**WHAT THE TASK ASKS:**
Transcribe, word for word and with nothing extra, the line containing "Target: long wooden oar" and each line that comes after it in the entries.

**INFORMATION SUPPLIED:**
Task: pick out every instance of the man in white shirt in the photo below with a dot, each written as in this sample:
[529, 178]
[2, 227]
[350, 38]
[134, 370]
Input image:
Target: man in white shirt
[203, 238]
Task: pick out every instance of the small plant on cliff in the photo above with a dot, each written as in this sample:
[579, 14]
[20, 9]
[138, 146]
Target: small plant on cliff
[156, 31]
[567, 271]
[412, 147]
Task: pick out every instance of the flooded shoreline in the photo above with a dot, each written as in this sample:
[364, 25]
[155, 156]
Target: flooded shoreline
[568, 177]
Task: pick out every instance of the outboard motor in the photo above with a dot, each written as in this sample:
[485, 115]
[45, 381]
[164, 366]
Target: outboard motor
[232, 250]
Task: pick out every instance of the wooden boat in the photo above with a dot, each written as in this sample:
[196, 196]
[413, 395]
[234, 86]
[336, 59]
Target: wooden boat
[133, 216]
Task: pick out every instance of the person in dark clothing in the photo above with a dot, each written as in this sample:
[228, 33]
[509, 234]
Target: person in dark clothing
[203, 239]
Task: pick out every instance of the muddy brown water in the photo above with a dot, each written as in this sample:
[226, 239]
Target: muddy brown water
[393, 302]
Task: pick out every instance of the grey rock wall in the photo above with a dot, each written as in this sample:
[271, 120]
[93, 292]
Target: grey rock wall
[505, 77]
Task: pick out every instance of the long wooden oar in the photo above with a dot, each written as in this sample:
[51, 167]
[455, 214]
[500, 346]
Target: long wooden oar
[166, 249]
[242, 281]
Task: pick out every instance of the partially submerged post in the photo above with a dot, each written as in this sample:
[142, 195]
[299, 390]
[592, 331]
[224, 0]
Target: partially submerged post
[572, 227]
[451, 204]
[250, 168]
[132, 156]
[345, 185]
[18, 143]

**SOLUTION TO THIS TASK:**
Target: long wooden oar
[166, 249]
[242, 281]
Task: pick out every instance of the partially submerged post in the photo above with a dot, each written as in this sample:
[142, 195]
[299, 390]
[592, 331]
[224, 0]
Target: partially submerged post
[572, 227]
[451, 204]
[250, 168]
[132, 156]
[345, 185]
[18, 143]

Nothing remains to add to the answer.